# Eggliner problems



## Budd (Mar 22, 2008)

My first Eggliner arrived from the States yesterday (3 more to come), I excitedly unpacked it and hooked up a power supply to some track (I run battery's so this was a big task) to give it a test run,







turned to







then







when it didn't go, there was a serious bind in the drive train, it virtually stopped at each revolution of the wheels then would take off till that tight spot came around again. Warranty was my first thought but I would have to send it back to USA from Australia, it would be easier and cheaper to just buy another and make this a dummy, so I had nothing to lose so out with the tools and pull it apart. I found the bind was in the swivelling gear box, also found 2 of the 4 screws that hold this together were real loose, I tightened them with a prayer but







it didn't fix it, it is not as bad but still has a bit of a bind, maybe a bit of running before the grandson sees it (glad he didn't come around last night) will fix it.
Has anybody else had this problem, or more importantly, has anyone got a cure?


----------



## Greg Elmassian (Jan 3, 2008)

Was this new? Loose screws suspicious. 

Greg


----------



## Budd (Mar 22, 2008)

Couldn't find what was causing the bind then I found out the grand kids were coming for tea so I cheated and removed the worm shaft and uni joint from the swivelling end, problem solved, runs really smooth now (just like it should), this fix may stay permanent as 1 axle drive is more than enough traction anyway.
It was a brand new Monarch Butterfly still in its plastic when I got it Greg, this one certainly slipped past QA.
Put a circle of R1 down with a power supply for the kids, they loved it, just have too wait for the Lady Bug, Russian Jewel and ATSF (which may end up painted like a soccer ball) to go with it. I dropped the hint to my wife about one for the xmas tree and the little darling suggested getting one for each grand child, so that is 3 for now, 1 for me with possibly another 3 to come. Hope the rest run better!!!


----------



## John J (Dec 29, 2007)

When Eagle Wings Ironcraft has their open house in april there is a layout with several Eggliners on it. It is such a joy to watch the kids as several eggliners chase each other around in a circle. They get so excited. Then when they are allowed to run them it is even more fun. I got one to use as my C E O's office car.


----------



## Greg Elmassian (Jan 3, 2008)

I'd email Aristo, get to Navin and tell him your problem. He will probably send you a gearbox so you don't have to ship the unit back.

# # # # #

## THE TASK
In the Eggliner forum thread, what did Budd remove from the swiveling end to make the locomotive run smoothly?

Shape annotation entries
# # # # #

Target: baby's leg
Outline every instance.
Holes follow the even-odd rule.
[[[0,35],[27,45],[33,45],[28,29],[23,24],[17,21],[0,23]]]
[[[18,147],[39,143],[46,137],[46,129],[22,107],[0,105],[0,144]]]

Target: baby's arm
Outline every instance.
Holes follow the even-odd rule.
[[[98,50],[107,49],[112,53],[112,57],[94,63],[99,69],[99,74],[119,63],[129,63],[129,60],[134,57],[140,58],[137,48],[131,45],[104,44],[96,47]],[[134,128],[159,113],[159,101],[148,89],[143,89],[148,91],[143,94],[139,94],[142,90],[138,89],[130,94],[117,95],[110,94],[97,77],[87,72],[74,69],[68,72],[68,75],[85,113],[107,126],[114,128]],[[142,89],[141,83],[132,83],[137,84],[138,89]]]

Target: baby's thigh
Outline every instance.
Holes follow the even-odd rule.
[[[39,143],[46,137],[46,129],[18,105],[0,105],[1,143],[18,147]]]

# # # # #

## ANSWER FOR THE TASK
The worm shaft and universal joint.